[Exercise directions]
Please write out again the lines from the one with "Exercise. Mark the lamp" up to and including the one with "pixel 737 250", substituting "item" for "instance" and leaving everything else unchanged.

[Information shown]
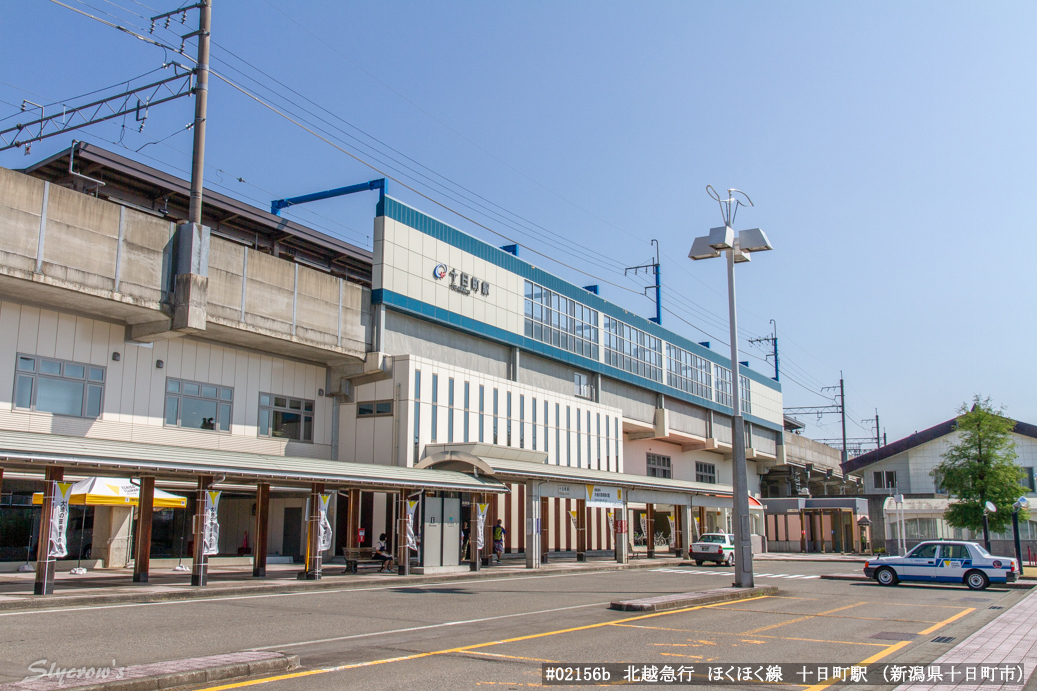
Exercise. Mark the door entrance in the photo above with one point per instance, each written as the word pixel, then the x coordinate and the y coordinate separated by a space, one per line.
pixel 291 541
...
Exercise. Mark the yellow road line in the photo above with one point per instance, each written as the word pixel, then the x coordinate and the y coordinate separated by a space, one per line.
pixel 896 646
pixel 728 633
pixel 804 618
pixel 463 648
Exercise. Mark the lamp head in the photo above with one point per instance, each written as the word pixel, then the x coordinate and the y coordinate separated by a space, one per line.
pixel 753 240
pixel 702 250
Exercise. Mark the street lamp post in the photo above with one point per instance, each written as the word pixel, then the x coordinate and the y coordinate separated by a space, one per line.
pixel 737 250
* * *
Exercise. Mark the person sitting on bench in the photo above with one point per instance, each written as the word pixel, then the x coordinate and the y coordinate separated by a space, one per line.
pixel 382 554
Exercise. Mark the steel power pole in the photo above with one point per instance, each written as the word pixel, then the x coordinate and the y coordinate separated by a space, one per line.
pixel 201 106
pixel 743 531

[Task result]
Exercise. Mark the lamp head in the photo above with one point per item, each written as the word pixel, then the x coordinate and the y coordinate separated by a space, one per line.
pixel 753 240
pixel 702 250
Exercise. Mark the street lamp post in the photo above with one point per item, each written as the word pixel, then the x coordinate and the y coordinate separated by a space, one per line.
pixel 737 250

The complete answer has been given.